--- Begin EXCERPT PROVIDED ---
Verification Profiles Design

Objective

Reduce unnecessary local agent work and PR run amplification for small, low-risk changes without weakening security, production, MCP, deploy, or published-artifact assurance.

Context

Current repo guidance requires the closest real end-to-end verification command for every non-trivial Codex implementation or review-fix task. That rule is directionally right, but it leaves "closest" underspecified for tiny work. Agents can over-escalate a two-line copy or link fix into broad local suites, repeated subagent review, and full evidence packets.

During design on 2026-06-10, a gh run list sample showed high workflow volume across CI, Preview E2E, hourly monitors, and sync/deploy automation. This spec changes the agent/operator rule first. It does not change workflow triggers in this PR.

FPF Grounding

  • E.19 supports profile-based quality gates instead of one monolithic checklist.
  • A.2.3 keeps promise content separate from performed work and evidence; "security preserved" must remain an explicit promise judged by evidence.
  • A.21 supports operational gate profiles with explicit decisions.
  • C.24 supports call plans, tool-call budgets, stop or replan triggers, and checkpoint returns for agentic tool use.
  • E.16 supports autonomy budgets, guard verdicts, and work-anchored ledger entries for autonomous operation.

The attached FPF spec used during design had source hash sha256:7b45ba487aa7b33aee51ad35462d0a700d05d351fef03dcb63998001af0a9afc, matching the FPF Reference runtime source used during design.

Design

Verification Profiles

Agents should start with the smallest admissible profile and escalate only when the changed surface, claim, or evidence requirement demands it.

ProfileUse whenRequired evidence
P0 Planning onlyNo repo mutation or no completion claim.No test/build claim. State that no verification was run.
P1 Tiny low-riskCopy, typo, dead-link text, comments, or docs wording that does not alter public promises, routes, schemas, security, deploy, monitors, or generated artifacts.Focused static inspection or one targeted command. Record why broader checks were not needed.
P2 Normal docs/codeDocs, CLI, runtime, tests, or hosted copy changes with local behavior impact but no production-control or security boundary change.Closest real surface check: focused test, bun run docs:build, CLI invocation, local smoke, or bun run check as applicable.
P3 Production/security/deploy/MCP/publishedPublic docs promises, MCP routes/tools/contracts, security headers, deployment packaging, monitor behavior, production smoke, or published/current/**.Surface E2E or deploy dry-run plus evidence packet. Keep ability, promise, performed work, and residual uncertainty separate.
P4 Autonomous sync/deploy automationSync workers, scheduled monitors, merge/deploy automation, billing/spend controls, or any autonomous action path.Budget, guard verdict, stop/replan trigger, and ledger-style evidence note. Human approval remains required for billing, purchases, destructive actions, and final external publication where applicable.

Agent Budget Norm

For low-risk P1 work, an agent should not spawn multiple review agents, run broad local suites, or wait through unrelated long-running jobs by default. Subagents are appropriate when tasks are independent and substantive, or when review independence materially reduces risk. A two-line docs fix should normally use one focused check and rely on CI for the full required gate.
--- End EXCERPT PROVIDED ---
**DIRECTIVE:**
List the name of each verification profile in the verification profiles design, along with its code.
--- Begin SUPPLIED MATERIAL ---
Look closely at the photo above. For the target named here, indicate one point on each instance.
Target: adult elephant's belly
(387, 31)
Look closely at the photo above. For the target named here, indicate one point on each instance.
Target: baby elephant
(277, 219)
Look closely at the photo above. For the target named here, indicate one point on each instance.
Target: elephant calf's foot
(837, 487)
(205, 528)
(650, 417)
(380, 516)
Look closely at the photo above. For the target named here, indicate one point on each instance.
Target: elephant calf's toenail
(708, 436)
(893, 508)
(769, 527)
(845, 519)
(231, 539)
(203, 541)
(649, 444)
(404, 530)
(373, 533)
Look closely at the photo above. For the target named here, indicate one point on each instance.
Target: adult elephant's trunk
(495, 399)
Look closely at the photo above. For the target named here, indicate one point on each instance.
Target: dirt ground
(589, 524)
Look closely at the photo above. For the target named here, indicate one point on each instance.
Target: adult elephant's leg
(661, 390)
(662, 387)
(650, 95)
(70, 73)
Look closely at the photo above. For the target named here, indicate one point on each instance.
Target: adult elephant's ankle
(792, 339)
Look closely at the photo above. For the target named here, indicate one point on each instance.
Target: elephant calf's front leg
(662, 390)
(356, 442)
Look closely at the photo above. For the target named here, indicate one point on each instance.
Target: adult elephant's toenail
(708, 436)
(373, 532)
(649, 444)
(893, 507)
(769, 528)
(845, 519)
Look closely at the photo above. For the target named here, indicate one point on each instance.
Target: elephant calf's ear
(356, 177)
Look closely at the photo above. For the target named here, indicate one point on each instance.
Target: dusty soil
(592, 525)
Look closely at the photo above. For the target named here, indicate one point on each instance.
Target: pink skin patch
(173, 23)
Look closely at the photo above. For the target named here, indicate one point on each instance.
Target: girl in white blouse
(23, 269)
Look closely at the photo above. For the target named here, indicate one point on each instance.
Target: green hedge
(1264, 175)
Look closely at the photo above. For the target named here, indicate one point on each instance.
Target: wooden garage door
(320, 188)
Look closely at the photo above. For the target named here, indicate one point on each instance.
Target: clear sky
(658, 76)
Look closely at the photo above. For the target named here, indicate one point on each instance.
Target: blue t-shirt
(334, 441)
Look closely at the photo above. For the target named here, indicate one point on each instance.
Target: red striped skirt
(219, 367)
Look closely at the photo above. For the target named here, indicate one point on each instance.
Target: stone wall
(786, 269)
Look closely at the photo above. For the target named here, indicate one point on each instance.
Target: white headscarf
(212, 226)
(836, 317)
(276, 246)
--- End SUPPLIED MATERIAL ---
**FINAL ANSWER:**
- P0: Planning only
- P1: Tiny low-risk
- P2: Normal docs/code
- P3: Production/security/deploy/MCP/published
- P4: Autonomous sync/deploy automation